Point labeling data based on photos
#####

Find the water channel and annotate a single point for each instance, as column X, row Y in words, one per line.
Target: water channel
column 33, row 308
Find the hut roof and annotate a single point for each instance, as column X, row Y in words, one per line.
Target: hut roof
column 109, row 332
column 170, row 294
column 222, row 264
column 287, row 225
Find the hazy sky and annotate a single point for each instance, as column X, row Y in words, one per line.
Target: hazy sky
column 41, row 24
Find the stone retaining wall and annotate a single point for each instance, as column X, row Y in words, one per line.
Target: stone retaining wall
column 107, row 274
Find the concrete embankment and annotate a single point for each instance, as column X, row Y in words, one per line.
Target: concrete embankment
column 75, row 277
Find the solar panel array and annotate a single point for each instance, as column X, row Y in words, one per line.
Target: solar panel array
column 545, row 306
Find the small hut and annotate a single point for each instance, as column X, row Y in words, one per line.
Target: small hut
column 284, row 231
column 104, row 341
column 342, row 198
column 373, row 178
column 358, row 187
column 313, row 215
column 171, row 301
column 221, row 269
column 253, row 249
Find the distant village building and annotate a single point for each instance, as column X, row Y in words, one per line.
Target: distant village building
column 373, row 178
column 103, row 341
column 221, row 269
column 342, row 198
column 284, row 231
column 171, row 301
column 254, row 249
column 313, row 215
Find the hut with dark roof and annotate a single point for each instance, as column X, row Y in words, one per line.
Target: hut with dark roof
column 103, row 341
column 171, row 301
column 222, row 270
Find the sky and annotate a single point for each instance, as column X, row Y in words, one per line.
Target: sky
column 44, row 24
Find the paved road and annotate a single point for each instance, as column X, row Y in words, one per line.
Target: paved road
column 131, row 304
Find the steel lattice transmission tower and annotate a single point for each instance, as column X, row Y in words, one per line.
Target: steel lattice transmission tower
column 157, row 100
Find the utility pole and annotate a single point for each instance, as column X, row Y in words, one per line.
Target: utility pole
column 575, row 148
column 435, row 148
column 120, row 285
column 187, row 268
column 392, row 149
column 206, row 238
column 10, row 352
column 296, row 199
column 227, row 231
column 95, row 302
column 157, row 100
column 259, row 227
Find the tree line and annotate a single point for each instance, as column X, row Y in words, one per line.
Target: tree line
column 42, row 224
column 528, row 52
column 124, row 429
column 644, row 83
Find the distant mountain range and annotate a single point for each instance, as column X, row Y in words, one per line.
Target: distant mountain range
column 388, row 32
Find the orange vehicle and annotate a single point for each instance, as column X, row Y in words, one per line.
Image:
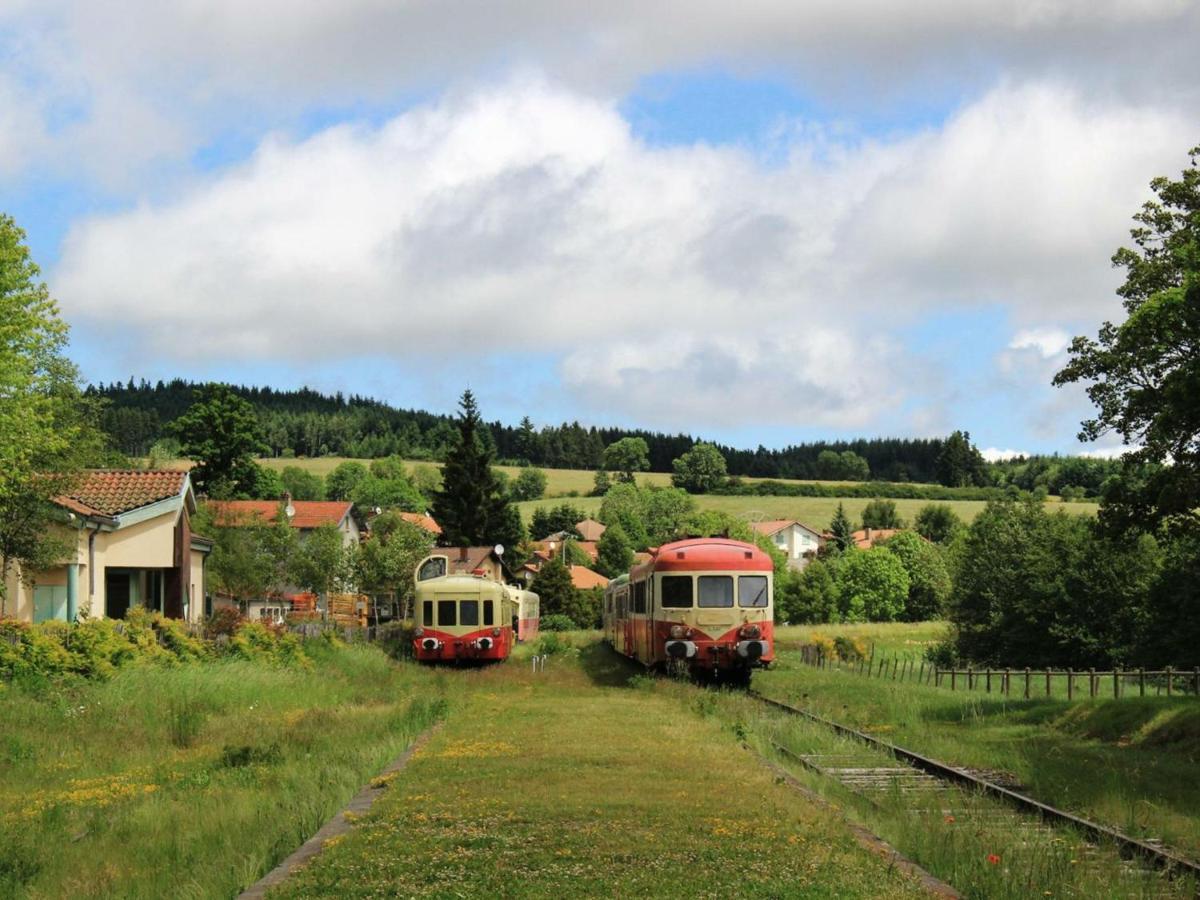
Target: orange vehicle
column 703, row 603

#####

-- Task brief --
Could you reproduce every one of the records above word for word, leaving the pictures out?

-- Result below --
Find the water channel and annotate a single point for each instance, as column X, row Y in words, one per line.
Target: water channel
column 33, row 308
Find the hut roof and annotate a single point for each instance, as column X, row Y in words, one per line.
Target: hut roof
column 109, row 332
column 170, row 294
column 222, row 264
column 287, row 225
Find the hazy sky and annotate a single point for each instance, as column X, row Y in words, one per line.
Target: hazy sky
column 41, row 24
Find the stone retaining wall and annotate a single point for each instance, as column X, row Y in words, one per line.
Target: stone retaining wall
column 107, row 274
Find the concrete embankment and annotate a single point for each instance, as column X, row Y in words, one per line.
Target: concrete embankment
column 75, row 277
Find the solar panel array and annotate a single point for each instance, as column X, row Y in words, one per line.
Target: solar panel array
column 545, row 306
Find the small hut and annotate a single point for each instance, as column X, row Y in words, one per line.
Target: small hut
column 284, row 231
column 104, row 341
column 342, row 198
column 373, row 178
column 358, row 187
column 313, row 215
column 171, row 301
column 221, row 269
column 253, row 249
Find the distant village building and annotate a single point for each instance, as column X, row Y in words, one per line.
Target: distant village building
column 373, row 178
column 103, row 341
column 221, row 269
column 342, row 198
column 284, row 231
column 171, row 301
column 254, row 249
column 313, row 215
Find the hut with dark roof and annotate a single point for each instance, as column X, row Y in words, one per line.
Target: hut with dark roof
column 103, row 341
column 171, row 301
column 222, row 270
Find the sky and annotate a single point for each instance, as column X, row Y in words, one per line.
Target: sky
column 44, row 24
Find the paved road and annotate a single point for each instance, as column X, row Y in words, one per line.
Target: paved road
column 131, row 304
Find the steel lattice transmission tower and annotate a single point for each instance, as column X, row Y in words, one per line.
Target: steel lattice transmission tower
column 157, row 100
Find the utility pole and annotate a single point for each instance, as column X, row Y in words, one per line.
Target: utility pole
column 575, row 148
column 435, row 148
column 120, row 285
column 187, row 268
column 392, row 149
column 206, row 238
column 10, row 352
column 296, row 199
column 227, row 231
column 95, row 302
column 157, row 100
column 259, row 227
Find the tree line and annotate a single point for each instance, as column X, row Y in words, one per line.
Target: tree line
column 42, row 224
column 528, row 52
column 124, row 429
column 644, row 83
Find the distant mountain range and annotate a single point for each instance, as column X, row Y in words, one per line.
Target: distant mountain range
column 388, row 32
Find the orange vehicle and annotate a single point for each instance, as column X, row Y in words, one per line.
Image:
Target: orange vehicle
column 703, row 603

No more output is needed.